▶ **What to produce**
A faithful copy of the entries is required, with no images in it.

== Segment start ==

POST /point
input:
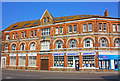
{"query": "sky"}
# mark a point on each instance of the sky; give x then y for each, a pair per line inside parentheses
(23, 11)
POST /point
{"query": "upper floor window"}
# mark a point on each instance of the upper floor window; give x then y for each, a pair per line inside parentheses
(7, 36)
(56, 30)
(88, 43)
(84, 27)
(35, 33)
(114, 28)
(31, 33)
(22, 46)
(59, 44)
(6, 47)
(22, 34)
(75, 28)
(100, 26)
(104, 27)
(32, 46)
(45, 45)
(73, 43)
(47, 19)
(13, 47)
(103, 42)
(117, 42)
(61, 30)
(90, 26)
(70, 29)
(46, 31)
(118, 27)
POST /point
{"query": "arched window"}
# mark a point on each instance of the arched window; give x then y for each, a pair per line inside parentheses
(47, 19)
(6, 47)
(103, 42)
(117, 42)
(14, 47)
(32, 46)
(58, 44)
(88, 42)
(73, 43)
(22, 46)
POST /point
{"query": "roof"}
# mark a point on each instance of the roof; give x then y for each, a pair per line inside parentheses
(27, 24)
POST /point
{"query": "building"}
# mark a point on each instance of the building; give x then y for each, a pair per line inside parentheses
(77, 42)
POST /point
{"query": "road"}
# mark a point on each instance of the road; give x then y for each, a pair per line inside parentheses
(18, 74)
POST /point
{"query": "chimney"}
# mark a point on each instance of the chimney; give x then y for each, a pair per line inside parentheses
(106, 13)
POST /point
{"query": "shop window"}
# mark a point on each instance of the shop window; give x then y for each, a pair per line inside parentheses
(104, 64)
(46, 31)
(22, 46)
(84, 27)
(103, 42)
(45, 45)
(88, 61)
(59, 61)
(32, 61)
(13, 60)
(22, 60)
(32, 46)
(88, 43)
(58, 44)
(13, 47)
(117, 42)
(73, 43)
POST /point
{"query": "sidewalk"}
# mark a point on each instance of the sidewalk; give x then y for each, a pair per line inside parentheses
(116, 72)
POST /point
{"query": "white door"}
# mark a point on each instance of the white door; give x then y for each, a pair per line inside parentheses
(3, 62)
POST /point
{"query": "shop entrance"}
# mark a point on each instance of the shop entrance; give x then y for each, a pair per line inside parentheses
(44, 63)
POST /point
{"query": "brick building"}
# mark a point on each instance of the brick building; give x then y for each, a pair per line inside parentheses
(63, 43)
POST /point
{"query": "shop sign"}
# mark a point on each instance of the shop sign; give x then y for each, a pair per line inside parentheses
(58, 54)
(72, 54)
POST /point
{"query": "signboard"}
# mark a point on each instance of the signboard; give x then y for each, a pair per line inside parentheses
(58, 54)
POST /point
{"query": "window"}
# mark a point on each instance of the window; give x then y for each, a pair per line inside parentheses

== Segment end ==

▶ **Answer below**
POST /point
input:
{"query": "sky"}
# mark a point on each instance of the sky; give x then y for each, a pair per line inside parentheses
(23, 11)
POST /point
{"query": "upper floor window"}
# mark a point on each instance of the upper floor window; give x then y for each, a pair per line inside parentheses
(7, 36)
(56, 30)
(88, 43)
(84, 27)
(35, 33)
(114, 28)
(31, 33)
(22, 46)
(59, 44)
(6, 47)
(22, 34)
(75, 28)
(100, 26)
(104, 27)
(32, 46)
(45, 45)
(73, 43)
(47, 19)
(13, 47)
(103, 42)
(117, 42)
(61, 30)
(90, 26)
(70, 29)
(46, 31)
(118, 27)
POST /point
{"query": "arched window"}
# mark a point on each instance of the arched window; give x then y for each, a pair per line inside parentheses
(47, 19)
(6, 47)
(103, 42)
(117, 42)
(14, 47)
(32, 46)
(58, 44)
(88, 42)
(73, 43)
(22, 46)
POST /point
{"query": "roof"}
# mark a point on each instance of the roof; give x then y for each, a pair per line inside parentheses
(27, 24)
POST /point
{"query": "building"}
# mark a point on each instance of the building; give x then y for each, a pair per line inside parentheses
(77, 42)
POST /point
{"query": "road"}
# mark a point on each instance of the road; give x then y for each, a pair per line inside parentheses
(18, 74)
POST /point
{"query": "chimney"}
# mark a point on each instance of the chimney; give x then y for each, a pair per line inside parentheses
(106, 13)
POST /point
{"query": "shop window"}
# mark a point on each instance of the shop window; give x then y for each, a pair per line inside parentheses
(104, 64)
(46, 31)
(22, 46)
(84, 27)
(103, 42)
(45, 45)
(88, 61)
(59, 61)
(32, 61)
(13, 60)
(22, 60)
(32, 46)
(88, 43)
(58, 44)
(13, 47)
(117, 42)
(73, 43)
POST /point
{"query": "sidewalk"}
# mark a point on each instance of the sidewalk; give x then y for each, a pair per line inside parentheses
(116, 72)
POST /point
{"query": "white door"}
# mark a point on each instance of the white door; give x then y for each, a pair per line inside parentheses
(3, 62)
POST /point
{"query": "shop entrance"}
# mark a point on each instance of the shop entrance; give x then y for each, a pair per line inside parentheses
(44, 63)
POST /point
{"query": "brick building"}
# mark a point on each instance of the brick building; give x then y for each, a pair per line inside parentheses
(63, 43)
POST /point
{"query": "shop sign"}
# mark a point on each instance of the shop sign; give x then y for each, a pair per line inside parentheses
(58, 54)
(72, 54)
POST /point
{"query": "signboard"}
# mark a point on each instance of the signboard; give x then y for each, a pair per line inside parentheses
(58, 54)
POST /point
{"query": "window"}
# mark a point on each instance of the window; give x then y for each, a pair per line inside parentheses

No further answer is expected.